START TEXT EXCERPT

Under the Democratic plan, seniors are even going to lose Medicare choice. A $500 billion reimbursement cutback of Medicare to health care providers would wreck private health care profitability. And other casualties could include the 11 million people in the Medicare Advantage program (which allows insurance choice) and the 8 million in health savings accounts. These will be scrapped under Obama-Baucus.

So we'll be left with the same health care insurance system that is dominated by big government, big business and big insurance companies. Government and the insurance lobby love their oligopolistic powers. But it's exactly these third-party payers who create the supposed free lunch that unnecessarily bloats the expenses of the health care system.

Only the free market will solve our cost problems, doing it in a way that no other government program can.

And speaking of free-market consumer choice and competition, wouldn't it be nice if the 12 million low-income and chronically uninsured folks in America today got vouchers or refundable tax credits so they could shop around for the best plan available?

In fact, to promote real free-market choice, the entire insured population should get a tax break so that everyone can purchase plans on a pre-tax basis, just the way businesses do. And the free-market cost control of government expenses can coexist beautifully with the continued rapid growth of the private health care sector -- which is fast becoming America's No. 1 industry.

END TEXT EXCERPT
START GIVEN DATA

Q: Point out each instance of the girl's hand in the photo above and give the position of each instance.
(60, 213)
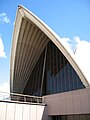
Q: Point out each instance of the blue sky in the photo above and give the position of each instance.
(68, 18)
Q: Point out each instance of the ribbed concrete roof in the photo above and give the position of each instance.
(30, 37)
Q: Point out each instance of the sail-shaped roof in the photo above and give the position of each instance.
(30, 36)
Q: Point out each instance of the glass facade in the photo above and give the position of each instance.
(70, 117)
(59, 75)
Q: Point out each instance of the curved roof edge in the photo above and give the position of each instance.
(24, 13)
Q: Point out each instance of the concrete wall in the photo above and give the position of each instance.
(14, 111)
(74, 102)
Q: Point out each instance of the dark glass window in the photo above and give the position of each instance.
(59, 75)
(70, 117)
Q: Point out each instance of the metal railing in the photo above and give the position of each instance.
(20, 98)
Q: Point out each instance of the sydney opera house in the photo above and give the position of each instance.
(42, 66)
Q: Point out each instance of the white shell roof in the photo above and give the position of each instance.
(30, 37)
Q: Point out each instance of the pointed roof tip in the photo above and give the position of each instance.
(19, 6)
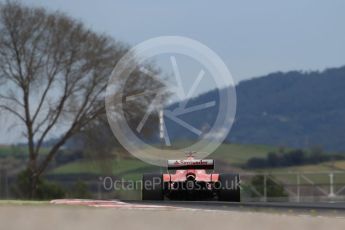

END GIVEN DATA

## EXERCISE PROMPT
Continue the commentary on health care reform and Medicare, picking up after its final sentence.

## SOLVED EXERCISE
In an article for the American Enterprise Institute, Noble Prize winner Robert Fogel argues skillfully for a fast-growing private health sector to accommodate baby-boomer retirements and take advantage of the breathtaking technological gains in health care. He's right. We don't need Malthusian growth-limits on health care. It's an economic-recovery sector. It even created 400,000 new jobs during this deep recession. It now employs 13.7 million people, more than the whole manufacturing sector.

But what we do need is effective consumer choice and market-oriented policies that will control the government's health care sector and prevent it from spending, borrowing, regulating and taxing us to death.